***** Record list *****

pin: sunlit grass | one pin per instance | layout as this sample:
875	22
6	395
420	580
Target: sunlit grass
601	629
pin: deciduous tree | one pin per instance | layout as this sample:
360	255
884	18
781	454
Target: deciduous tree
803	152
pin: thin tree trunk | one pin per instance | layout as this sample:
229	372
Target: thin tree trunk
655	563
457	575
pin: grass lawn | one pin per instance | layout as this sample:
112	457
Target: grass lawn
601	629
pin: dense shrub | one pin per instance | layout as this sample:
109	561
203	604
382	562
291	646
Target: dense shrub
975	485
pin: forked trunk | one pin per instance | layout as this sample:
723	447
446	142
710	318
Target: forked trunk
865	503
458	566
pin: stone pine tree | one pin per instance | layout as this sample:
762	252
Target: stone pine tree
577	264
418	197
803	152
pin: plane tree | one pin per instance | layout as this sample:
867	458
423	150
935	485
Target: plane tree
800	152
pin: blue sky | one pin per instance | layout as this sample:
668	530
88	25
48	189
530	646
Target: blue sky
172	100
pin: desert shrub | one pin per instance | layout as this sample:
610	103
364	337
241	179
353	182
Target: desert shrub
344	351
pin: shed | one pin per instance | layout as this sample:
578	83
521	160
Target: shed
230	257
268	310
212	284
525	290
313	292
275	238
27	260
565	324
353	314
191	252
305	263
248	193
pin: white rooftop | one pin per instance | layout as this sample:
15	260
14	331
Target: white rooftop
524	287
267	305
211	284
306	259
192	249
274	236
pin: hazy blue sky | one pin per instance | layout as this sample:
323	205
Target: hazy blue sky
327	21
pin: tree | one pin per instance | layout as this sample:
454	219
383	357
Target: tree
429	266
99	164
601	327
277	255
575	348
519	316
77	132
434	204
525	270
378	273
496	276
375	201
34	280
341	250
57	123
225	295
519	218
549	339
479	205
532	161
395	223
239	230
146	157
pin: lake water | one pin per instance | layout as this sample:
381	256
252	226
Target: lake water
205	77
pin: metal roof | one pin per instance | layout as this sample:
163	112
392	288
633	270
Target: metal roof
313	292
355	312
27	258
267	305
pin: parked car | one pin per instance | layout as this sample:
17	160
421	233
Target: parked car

*****

**Problem:** Rewrite the stretch of records from the line containing "pin: stone pine" through the end of the records, requests included, and offset every answer coordinate by 103. Leave the coordinates in the layout samples unchanged.

**Answer for the task:**
pin: stone pine tree | one pin per instance | layout as this sample:
762	252
Target: stone pine tree
680	367
521	300
906	255
pin: plane tree | one pin per instance | layout as this sample:
867	458
423	150
935	485
Target: plane tree
903	255
pin: blue sky | one pin per instance | layout as this sample:
668	530
88	25
48	189
530	646
Target: blue sky
275	203
pin: desert shrub | one pin per instance | layout as this sample:
610	103
364	337
241	179
353	182
Target: desert shrub
447	454
pin: shed | one pin per instance | layout as this sample:
578	83
521	160
Target: shed
333	360
371	413
315	387
628	393
416	395
378	341
130	363
668	427
456	417
294	355
408	366
351	296
pin: white rooftop | one pin per instance | layout as this sample:
15	260
14	331
Target: white rooftop
627	390
370	408
314	387
409	362
295	352
377	339
pin: hazy blue sky | one pin per instance | layout as this sample:
323	205
Target: hazy blue sky
430	124
pin: tree | one pin per instance | layout as this sample:
454	219
383	357
Target: tree
532	369
202	267
704	430
380	358
678	451
622	419
180	235
537	307
628	373
481	376
599	379
478	304
137	383
444	353
160	226
328	398
622	321
652	442
582	308
635	264
498	326
342	333
249	260
pin: lake water | one pin per instance | layout as this sample:
381	256
252	226
Target: lake water
308	180
pin: metal roof | one pin per instance | layout as this sample:
163	112
392	288
633	270
Target: metal roof
416	395
458	415
130	361
370	408
pin: parked car | one pin per instance | layout as this sample:
17	160
421	233
Target: parked car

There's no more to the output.